→ **Given request**:
Return every line of the data below that contains the word "droid".

## start

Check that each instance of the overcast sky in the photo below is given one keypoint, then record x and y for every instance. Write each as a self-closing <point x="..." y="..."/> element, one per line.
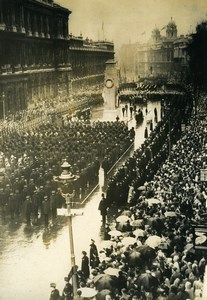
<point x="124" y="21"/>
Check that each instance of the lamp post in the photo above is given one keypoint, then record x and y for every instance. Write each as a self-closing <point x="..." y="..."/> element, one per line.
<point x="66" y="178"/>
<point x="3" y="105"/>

## end
## start

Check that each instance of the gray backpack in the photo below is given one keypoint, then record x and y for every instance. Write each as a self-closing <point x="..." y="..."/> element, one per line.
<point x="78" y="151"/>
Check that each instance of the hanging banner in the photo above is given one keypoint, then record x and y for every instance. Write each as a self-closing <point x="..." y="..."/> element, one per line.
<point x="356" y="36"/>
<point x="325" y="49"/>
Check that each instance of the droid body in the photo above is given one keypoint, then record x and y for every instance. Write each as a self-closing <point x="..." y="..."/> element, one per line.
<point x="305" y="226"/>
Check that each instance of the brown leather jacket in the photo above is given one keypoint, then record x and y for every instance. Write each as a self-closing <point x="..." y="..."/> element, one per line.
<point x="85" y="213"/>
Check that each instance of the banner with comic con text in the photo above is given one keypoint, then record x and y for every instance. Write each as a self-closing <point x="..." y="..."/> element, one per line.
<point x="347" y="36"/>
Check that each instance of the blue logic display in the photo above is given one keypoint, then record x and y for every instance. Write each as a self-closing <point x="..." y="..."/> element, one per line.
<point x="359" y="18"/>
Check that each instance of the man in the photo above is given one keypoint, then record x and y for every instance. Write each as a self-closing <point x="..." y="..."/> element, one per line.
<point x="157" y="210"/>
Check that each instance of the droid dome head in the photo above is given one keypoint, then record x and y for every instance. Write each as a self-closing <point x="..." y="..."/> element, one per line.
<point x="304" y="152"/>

## end
## start

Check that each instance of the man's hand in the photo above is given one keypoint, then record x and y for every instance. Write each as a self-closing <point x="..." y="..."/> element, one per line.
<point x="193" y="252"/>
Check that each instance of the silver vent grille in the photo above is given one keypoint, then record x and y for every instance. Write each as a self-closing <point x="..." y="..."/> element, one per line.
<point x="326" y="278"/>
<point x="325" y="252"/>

## end

→ **The reply**:
Check that each instance of the droid body in the photo above is given one keypoint, then record x and y for every instance. Write each as a self-closing <point x="..." y="..."/> element, one per line.
Check that each instance of the droid dome head in the photo above is given one keypoint, then record x and y for every instance. Write each as a self-closing <point x="..." y="..."/> element, one per line.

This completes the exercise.